Nordhausen. Die Ermittler observierten Hotels und Apotheken, überwachten Telefonanschlüsse. Schließlich spürten sie ein Netzwerk um deutschlandweite Rezeptbetrügereien auf. Jetzt gibt es ein Urteil.

Zwei Apothekenrezeptfälscher aus Brandenburg sind vom Amtsgericht Nordhausen in Thüringen zu mehrjährigen Haftstrafen verurteilt worden. Laut Urteil von Mittwoch haben sie sich in 45 Fällen des gemeinschaftlichen gewerbsmäßigen Betrugs und Urkundenfälschung schuldig gemacht. Ein 58 Jahre alter Apothekenmanager wurde zu drei Jahren und zehn Monaten, seine 61 Jahre alte Ehefrau zu drei Jahren und vier Monaten Haft verurteilt.

**Eingabedaten**
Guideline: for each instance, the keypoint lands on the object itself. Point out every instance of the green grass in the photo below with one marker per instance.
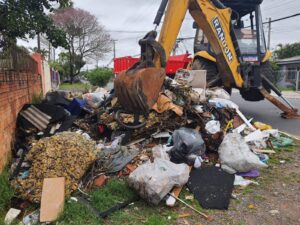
(75, 87)
(6, 191)
(116, 191)
(6, 194)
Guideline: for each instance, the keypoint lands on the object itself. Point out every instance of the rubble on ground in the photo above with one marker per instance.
(65, 155)
(87, 140)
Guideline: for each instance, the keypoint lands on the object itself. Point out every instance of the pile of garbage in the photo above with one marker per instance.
(192, 136)
(65, 155)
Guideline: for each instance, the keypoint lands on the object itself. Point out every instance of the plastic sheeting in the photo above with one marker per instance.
(236, 156)
(153, 181)
(188, 144)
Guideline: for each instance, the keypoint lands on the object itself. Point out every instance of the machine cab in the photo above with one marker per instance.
(248, 28)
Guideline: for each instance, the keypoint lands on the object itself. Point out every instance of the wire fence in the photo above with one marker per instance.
(287, 79)
(17, 60)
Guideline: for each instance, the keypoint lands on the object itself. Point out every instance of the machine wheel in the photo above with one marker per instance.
(211, 68)
(253, 94)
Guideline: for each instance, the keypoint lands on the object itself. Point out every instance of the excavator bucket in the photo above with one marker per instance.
(138, 90)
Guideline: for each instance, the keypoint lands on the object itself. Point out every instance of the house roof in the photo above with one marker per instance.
(291, 60)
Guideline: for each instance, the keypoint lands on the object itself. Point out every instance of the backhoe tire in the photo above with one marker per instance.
(211, 68)
(253, 94)
(204, 64)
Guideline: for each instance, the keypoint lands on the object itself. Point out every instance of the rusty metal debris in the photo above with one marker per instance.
(138, 91)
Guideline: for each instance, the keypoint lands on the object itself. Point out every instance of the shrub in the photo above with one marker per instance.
(100, 76)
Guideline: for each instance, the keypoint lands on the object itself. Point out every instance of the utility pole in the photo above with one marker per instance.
(114, 43)
(269, 34)
(39, 43)
(297, 80)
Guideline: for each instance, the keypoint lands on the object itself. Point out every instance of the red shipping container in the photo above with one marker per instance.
(177, 62)
(174, 63)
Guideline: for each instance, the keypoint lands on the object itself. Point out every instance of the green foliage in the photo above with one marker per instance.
(99, 76)
(6, 191)
(37, 98)
(275, 66)
(23, 18)
(287, 51)
(75, 87)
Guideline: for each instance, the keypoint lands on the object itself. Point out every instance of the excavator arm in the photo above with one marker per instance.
(215, 21)
(138, 88)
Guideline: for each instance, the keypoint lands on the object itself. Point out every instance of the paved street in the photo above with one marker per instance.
(265, 112)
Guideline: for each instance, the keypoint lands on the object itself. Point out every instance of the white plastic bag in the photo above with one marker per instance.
(217, 93)
(95, 99)
(153, 181)
(161, 152)
(213, 127)
(236, 156)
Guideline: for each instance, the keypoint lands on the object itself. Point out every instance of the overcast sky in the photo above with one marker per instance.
(128, 20)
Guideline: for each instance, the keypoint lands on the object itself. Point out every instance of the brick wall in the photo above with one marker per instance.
(16, 89)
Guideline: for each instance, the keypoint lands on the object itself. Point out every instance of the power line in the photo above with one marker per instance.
(276, 20)
(283, 18)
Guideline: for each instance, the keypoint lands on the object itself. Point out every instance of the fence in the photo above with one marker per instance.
(287, 79)
(19, 82)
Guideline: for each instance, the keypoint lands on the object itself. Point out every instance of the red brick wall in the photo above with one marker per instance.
(16, 89)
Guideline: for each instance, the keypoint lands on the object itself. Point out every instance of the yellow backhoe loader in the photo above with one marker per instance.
(234, 57)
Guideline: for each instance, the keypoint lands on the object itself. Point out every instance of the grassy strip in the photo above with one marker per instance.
(75, 87)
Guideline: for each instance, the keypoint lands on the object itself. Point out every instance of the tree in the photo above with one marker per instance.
(287, 51)
(26, 18)
(99, 76)
(87, 39)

**Aufgabe**
Warum wurden die beiden Rezeptfälscher aus Brandenburg laut dem Lesetext zu Haftstrafen verurteilt? Antworte in ein bis drei Sätzen.

**Lösung**
Laut dem Urteil vom Mittwoch haben sie sich in 45 Fällen des gemeinschaftlichen gewerbsmäßigen Betrugs und der Urkundenfälschung schuldig gemacht. Das Amtsgericht Nordhausen verurteilte den 58-jährigen Apothekenmanager zu drei Jahren und zehn Monaten und seine 61-jährige Ehefrau zu drei Jahren und vier Monaten Haft.